**SHORT TASK**. Collect every line in the listing below that contains the word "picket", treating uppercase and lowercase as different.

**Region labeling records**.

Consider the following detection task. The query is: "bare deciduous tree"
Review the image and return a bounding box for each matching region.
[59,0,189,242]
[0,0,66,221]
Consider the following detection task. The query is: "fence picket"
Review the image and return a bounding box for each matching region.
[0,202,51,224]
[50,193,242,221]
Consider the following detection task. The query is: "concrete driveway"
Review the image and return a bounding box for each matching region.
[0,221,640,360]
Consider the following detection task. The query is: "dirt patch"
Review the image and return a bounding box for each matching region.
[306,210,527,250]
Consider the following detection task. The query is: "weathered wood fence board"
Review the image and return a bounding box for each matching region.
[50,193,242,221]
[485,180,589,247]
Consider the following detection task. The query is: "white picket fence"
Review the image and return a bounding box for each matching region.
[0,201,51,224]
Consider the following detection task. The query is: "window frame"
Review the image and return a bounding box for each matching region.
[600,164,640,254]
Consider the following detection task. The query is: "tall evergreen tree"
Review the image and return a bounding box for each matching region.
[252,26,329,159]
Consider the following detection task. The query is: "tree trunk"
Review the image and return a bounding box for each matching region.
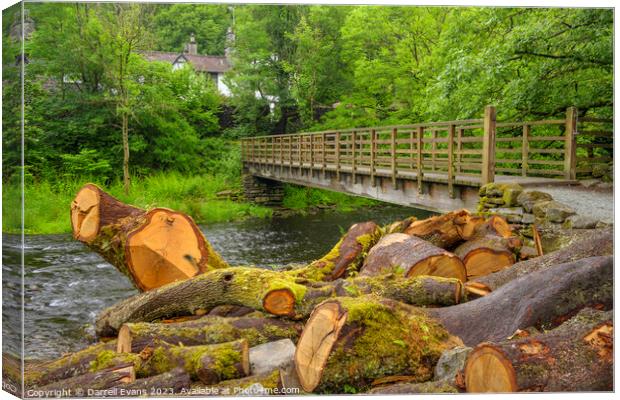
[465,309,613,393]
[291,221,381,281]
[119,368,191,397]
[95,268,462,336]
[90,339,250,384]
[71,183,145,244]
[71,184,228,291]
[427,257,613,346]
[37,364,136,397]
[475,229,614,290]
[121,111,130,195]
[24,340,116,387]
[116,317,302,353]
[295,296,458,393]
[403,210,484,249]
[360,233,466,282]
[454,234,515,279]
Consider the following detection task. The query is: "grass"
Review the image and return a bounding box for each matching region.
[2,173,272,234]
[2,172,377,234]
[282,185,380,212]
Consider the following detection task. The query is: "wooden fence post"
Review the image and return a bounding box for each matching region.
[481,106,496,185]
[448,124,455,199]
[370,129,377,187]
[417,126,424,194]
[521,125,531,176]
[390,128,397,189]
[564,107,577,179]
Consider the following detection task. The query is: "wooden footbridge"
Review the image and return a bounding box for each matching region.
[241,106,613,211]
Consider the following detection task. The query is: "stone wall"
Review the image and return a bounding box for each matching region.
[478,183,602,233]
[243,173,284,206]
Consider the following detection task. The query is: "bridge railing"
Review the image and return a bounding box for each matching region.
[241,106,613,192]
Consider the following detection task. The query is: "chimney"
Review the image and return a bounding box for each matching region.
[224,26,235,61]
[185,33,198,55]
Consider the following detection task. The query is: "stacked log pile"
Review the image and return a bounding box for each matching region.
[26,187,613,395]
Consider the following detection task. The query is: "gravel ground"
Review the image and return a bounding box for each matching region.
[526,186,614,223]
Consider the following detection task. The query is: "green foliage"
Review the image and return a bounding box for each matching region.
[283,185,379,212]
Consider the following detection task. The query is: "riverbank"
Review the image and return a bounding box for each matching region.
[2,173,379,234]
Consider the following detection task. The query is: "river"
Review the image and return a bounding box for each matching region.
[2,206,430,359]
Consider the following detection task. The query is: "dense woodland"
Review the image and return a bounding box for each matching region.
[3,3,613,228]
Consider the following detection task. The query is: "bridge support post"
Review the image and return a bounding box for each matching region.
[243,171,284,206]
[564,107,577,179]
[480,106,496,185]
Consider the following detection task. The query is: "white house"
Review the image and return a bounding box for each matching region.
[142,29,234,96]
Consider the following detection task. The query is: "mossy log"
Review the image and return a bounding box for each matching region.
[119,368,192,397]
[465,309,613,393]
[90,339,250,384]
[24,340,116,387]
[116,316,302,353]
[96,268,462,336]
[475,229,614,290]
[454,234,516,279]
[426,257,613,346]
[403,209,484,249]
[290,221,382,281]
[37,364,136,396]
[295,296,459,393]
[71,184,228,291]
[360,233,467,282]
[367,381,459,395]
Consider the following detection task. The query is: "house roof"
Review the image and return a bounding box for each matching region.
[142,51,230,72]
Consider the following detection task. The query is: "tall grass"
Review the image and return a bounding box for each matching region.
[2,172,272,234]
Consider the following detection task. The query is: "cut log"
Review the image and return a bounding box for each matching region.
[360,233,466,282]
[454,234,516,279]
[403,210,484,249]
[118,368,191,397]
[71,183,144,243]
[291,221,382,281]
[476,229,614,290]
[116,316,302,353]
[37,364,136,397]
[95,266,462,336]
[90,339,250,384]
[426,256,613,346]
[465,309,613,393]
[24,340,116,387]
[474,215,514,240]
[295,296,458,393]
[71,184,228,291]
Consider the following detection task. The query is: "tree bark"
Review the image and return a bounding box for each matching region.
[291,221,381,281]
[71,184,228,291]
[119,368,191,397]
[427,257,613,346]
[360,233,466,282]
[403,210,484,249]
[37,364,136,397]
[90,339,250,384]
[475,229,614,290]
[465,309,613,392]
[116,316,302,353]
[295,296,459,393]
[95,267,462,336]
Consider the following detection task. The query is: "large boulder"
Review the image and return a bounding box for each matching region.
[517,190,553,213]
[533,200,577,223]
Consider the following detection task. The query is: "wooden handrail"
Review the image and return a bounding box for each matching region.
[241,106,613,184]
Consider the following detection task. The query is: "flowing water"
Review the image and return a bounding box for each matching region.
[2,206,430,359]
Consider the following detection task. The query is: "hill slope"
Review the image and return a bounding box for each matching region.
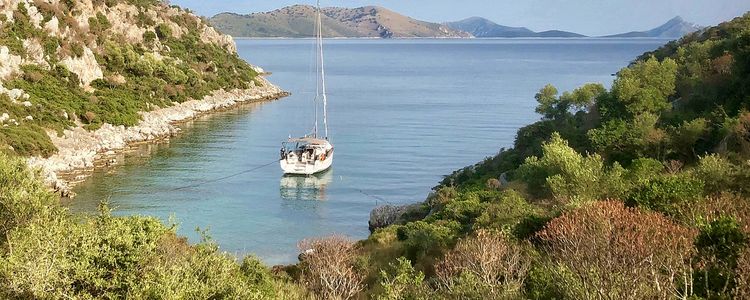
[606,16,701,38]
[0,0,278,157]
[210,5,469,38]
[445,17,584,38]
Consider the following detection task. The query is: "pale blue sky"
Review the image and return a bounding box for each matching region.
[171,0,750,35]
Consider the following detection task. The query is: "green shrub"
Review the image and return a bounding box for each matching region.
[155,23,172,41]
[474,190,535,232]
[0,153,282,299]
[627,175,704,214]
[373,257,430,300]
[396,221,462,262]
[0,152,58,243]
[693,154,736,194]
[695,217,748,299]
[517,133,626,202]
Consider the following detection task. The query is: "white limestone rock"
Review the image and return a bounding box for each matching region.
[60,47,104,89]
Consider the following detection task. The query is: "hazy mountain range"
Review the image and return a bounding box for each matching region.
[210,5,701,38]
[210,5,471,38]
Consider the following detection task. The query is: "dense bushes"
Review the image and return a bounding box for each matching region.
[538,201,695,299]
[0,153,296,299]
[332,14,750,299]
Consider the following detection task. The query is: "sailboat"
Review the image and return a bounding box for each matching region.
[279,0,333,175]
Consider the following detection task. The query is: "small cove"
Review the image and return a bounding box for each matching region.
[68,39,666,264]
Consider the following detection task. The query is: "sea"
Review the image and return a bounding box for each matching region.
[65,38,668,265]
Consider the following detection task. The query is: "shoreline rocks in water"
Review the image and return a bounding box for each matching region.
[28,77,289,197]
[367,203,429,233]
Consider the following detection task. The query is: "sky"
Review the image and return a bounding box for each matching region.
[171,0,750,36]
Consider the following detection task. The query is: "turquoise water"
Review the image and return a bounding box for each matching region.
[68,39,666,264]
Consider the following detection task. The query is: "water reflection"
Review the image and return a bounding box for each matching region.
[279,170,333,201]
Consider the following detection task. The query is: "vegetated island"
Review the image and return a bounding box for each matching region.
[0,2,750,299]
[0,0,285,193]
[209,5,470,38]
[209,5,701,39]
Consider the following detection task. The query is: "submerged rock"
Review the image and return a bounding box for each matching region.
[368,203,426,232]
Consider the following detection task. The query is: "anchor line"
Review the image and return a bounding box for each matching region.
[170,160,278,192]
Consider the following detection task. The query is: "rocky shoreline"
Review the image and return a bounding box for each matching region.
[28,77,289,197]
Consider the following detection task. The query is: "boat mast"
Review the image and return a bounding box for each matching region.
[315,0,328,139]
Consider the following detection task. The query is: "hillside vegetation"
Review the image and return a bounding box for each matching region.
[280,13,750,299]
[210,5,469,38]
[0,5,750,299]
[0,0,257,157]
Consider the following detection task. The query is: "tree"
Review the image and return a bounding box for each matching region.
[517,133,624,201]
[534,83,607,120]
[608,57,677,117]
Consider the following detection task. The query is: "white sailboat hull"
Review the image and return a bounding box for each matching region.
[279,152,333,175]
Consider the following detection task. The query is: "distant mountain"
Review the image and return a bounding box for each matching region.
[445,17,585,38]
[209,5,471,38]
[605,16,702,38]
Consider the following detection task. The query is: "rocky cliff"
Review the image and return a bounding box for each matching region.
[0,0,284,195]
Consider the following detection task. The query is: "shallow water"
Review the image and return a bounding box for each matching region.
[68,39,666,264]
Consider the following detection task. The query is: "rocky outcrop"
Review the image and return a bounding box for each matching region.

**SOLUTION BELOW**.
Consider the following detection task. The query is: "fence picket"
Consider the following detection task. The query is: "white picket fence"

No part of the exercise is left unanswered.